» TEXT FOR ANALYSIS:
::::::::
Vaccine a dud, says city doctor

A WHOOPING cough epidemic is sweeping Australia and according to one Ipswich doctor the current vaccine is the reason why.

Ipswich Medical Centre GP Paul Curson said many of the people he had treated during this epidemic were fully immunised, suggesting the vaccine was failing to protect people.

So far this year 490 cases of Pertussis (whooping cough) have been reported in the West Moreton Health Services District, up from 436 last year but far in excess of the 50 cases in 2007.

Dr Carson, a veteran of 30 years as a GP, said the current vaccine was simply not doing its job.

"The vaccine is no good, we're seeing whooping cough in people that shouldn't really have it," Dr Curson said.

"It is showing up in kids that have been vaccinated."

Dr Heidi Carroll, a public health physician with Queensland Health's Communicative Diseases Control Service said Dr Curson's claim was baseless.

"No vaccine is 100% effective, the Pertussis vaccine is about 80-90% effective," she said.
::::::::
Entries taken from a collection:

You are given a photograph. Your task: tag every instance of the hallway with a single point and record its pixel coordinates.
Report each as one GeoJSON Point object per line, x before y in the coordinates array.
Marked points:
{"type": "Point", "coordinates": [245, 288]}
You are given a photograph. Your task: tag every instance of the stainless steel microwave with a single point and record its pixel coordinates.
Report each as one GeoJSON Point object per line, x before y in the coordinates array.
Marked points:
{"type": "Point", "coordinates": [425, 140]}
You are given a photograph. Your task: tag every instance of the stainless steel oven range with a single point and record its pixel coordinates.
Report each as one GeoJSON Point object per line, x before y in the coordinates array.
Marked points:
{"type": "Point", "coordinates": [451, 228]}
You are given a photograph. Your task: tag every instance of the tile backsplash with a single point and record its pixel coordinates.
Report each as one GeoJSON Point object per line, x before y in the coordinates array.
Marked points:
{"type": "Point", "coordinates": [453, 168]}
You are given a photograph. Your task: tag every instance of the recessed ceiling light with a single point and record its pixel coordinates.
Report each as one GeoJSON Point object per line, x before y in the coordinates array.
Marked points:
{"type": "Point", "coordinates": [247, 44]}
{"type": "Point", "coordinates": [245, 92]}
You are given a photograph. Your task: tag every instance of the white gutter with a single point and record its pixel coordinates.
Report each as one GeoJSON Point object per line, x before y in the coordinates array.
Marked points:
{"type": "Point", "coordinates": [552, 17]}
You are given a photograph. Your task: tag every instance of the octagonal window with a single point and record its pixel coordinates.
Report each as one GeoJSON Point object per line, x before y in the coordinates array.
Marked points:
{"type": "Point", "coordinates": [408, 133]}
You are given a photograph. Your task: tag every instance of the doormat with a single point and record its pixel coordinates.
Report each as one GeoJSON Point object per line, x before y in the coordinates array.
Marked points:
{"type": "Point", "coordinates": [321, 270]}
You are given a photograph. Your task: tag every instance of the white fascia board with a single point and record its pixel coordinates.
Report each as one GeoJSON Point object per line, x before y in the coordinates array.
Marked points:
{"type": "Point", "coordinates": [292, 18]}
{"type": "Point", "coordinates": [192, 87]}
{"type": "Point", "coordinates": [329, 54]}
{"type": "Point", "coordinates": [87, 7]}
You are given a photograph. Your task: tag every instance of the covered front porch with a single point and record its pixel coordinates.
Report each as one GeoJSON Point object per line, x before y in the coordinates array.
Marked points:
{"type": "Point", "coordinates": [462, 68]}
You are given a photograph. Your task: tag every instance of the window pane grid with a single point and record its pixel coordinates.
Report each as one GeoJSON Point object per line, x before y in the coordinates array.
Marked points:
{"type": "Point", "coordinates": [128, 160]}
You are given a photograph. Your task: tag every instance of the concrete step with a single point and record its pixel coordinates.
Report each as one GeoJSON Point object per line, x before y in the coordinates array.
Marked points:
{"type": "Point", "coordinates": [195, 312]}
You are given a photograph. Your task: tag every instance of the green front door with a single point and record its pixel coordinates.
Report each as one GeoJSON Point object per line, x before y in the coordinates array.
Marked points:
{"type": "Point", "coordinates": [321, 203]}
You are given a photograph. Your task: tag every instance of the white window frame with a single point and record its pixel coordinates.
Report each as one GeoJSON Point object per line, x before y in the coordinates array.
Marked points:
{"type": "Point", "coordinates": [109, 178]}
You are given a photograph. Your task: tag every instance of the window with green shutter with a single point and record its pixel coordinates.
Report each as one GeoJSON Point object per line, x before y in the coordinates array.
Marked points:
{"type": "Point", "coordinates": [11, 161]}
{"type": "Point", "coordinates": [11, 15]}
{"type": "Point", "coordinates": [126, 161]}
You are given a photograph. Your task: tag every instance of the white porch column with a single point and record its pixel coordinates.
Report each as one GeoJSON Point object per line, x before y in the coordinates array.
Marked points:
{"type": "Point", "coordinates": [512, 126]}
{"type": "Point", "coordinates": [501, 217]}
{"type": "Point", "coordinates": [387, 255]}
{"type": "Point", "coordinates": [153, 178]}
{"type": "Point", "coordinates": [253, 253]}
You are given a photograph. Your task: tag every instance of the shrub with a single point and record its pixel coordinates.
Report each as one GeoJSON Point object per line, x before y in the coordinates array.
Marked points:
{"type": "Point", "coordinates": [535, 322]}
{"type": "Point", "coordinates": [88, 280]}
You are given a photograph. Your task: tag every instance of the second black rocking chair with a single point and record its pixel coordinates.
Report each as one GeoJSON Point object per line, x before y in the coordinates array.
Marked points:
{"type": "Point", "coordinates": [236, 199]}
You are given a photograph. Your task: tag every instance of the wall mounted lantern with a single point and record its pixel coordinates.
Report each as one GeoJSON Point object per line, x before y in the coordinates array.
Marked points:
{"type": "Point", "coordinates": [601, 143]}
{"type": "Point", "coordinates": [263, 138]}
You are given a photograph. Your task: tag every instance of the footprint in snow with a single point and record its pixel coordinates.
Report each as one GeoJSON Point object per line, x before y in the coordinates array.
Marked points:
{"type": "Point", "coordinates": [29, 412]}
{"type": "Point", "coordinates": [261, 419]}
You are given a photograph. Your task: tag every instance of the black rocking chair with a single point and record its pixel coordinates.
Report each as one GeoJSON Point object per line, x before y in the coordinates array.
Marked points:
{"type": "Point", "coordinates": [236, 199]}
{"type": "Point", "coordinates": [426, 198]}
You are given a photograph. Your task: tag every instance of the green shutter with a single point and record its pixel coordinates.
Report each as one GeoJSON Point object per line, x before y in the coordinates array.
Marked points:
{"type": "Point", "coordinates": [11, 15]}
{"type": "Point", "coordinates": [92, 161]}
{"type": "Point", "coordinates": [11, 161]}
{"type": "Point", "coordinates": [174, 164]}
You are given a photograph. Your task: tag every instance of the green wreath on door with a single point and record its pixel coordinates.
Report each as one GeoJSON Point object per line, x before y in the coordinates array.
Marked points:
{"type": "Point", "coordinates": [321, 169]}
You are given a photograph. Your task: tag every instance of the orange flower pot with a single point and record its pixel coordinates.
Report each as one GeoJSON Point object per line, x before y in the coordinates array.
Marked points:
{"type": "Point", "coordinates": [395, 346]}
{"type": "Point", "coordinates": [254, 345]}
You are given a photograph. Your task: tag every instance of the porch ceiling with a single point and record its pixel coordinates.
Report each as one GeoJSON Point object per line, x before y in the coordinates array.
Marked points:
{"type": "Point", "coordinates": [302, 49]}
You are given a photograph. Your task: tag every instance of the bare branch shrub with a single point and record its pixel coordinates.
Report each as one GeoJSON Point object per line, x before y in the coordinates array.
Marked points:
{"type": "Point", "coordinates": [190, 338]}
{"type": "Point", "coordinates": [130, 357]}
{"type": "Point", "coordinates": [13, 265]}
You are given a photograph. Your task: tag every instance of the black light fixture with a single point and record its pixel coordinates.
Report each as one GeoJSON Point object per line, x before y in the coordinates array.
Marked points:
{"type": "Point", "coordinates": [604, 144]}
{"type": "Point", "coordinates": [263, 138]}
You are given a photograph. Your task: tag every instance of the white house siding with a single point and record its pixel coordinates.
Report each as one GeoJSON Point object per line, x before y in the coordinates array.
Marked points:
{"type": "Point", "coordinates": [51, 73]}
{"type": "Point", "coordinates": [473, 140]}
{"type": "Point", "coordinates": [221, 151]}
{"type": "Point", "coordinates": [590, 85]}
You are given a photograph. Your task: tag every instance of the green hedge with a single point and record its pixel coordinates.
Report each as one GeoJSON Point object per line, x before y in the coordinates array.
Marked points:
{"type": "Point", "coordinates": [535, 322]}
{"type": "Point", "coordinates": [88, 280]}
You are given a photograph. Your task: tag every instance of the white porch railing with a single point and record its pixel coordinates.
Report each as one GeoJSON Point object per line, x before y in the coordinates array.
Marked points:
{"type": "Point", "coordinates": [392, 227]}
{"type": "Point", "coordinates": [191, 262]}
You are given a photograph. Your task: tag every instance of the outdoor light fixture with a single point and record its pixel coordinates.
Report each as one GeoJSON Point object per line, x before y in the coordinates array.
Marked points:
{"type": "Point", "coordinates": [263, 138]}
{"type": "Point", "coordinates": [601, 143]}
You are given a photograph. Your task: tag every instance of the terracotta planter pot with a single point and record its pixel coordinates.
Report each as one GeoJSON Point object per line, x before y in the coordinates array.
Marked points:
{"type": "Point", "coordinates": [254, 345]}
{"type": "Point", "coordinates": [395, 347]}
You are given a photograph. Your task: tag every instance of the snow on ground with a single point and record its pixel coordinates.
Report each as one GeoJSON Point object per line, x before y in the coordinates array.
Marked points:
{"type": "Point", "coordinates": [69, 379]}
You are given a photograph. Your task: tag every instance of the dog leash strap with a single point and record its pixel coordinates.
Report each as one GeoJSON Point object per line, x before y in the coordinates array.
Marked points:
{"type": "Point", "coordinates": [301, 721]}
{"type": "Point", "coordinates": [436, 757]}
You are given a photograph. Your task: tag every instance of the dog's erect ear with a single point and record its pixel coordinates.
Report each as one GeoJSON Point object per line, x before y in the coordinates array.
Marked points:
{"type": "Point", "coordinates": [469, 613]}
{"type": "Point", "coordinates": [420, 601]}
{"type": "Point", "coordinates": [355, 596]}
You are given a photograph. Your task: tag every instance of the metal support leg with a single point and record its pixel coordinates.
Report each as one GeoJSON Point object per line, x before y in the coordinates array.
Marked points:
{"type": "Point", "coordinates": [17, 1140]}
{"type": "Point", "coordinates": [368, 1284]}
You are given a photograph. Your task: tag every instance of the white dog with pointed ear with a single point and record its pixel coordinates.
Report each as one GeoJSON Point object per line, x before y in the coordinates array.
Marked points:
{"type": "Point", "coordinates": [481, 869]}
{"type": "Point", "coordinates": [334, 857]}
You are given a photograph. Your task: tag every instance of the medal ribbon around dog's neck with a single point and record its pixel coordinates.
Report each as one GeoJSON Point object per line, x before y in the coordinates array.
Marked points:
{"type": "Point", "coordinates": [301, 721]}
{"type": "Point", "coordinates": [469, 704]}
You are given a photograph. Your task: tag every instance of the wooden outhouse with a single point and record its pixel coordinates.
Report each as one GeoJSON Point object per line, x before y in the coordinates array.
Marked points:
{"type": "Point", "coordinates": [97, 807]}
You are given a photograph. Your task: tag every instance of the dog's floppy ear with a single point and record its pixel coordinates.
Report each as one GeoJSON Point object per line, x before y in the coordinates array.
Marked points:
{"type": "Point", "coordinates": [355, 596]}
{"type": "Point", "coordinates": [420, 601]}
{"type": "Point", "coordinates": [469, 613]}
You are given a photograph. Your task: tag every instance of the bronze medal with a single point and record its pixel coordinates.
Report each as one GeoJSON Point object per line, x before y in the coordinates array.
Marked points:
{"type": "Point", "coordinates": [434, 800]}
::::::::
» EXERCISE A: According to the whooping cough article, how many pertussis cases have been reported so far this year in the West Moreton Health Services District?
» EXERCISE B: Extract the passage of the whooping cough article from "Dr Carson, a" to "claim was baseless.".
» EXERCISE C: Write what comes next in the whooping cough article, picking up after its final sentence.

» EXPECTED OUTPUT A: 490 cases.

» EXPECTED OUTPUT B:
Dr Carson, a veteran of 30 years as a GP, said the current vaccine was simply not doing its job.

"The vaccine is no good, we're seeing whooping cough in people that shouldn't really have it," Dr Curson said.

"It is showing up in kids that have been vaccinated."

Dr Heidi Carroll, a public health physician with Queensland Health's Communicative Diseases Control Service said Dr Curson's claim was baseless.

» EXPECTED OUTPUT C:
"What it is really good at is preventing death and serious illness. People can still pick up the illness (but) it is often a lot milder than it otherwise would have been.

"It's true we are getting more young people coming through but that is because of the epidemic."

Dr Curson blamed a change from a cellular vaccine to an A- cellular version in the late 1990's for its reduced effectiveness.

Dr Carroll said she "strongly disagreed", because all vaccines go through a rigorous testing process before they are approved.

"This is a better vaccine, that's why it was introduced," she said.

"They are required to do lots of research and testing through the Therapeutic Goods Administration.

"This is a good and effective vaccine."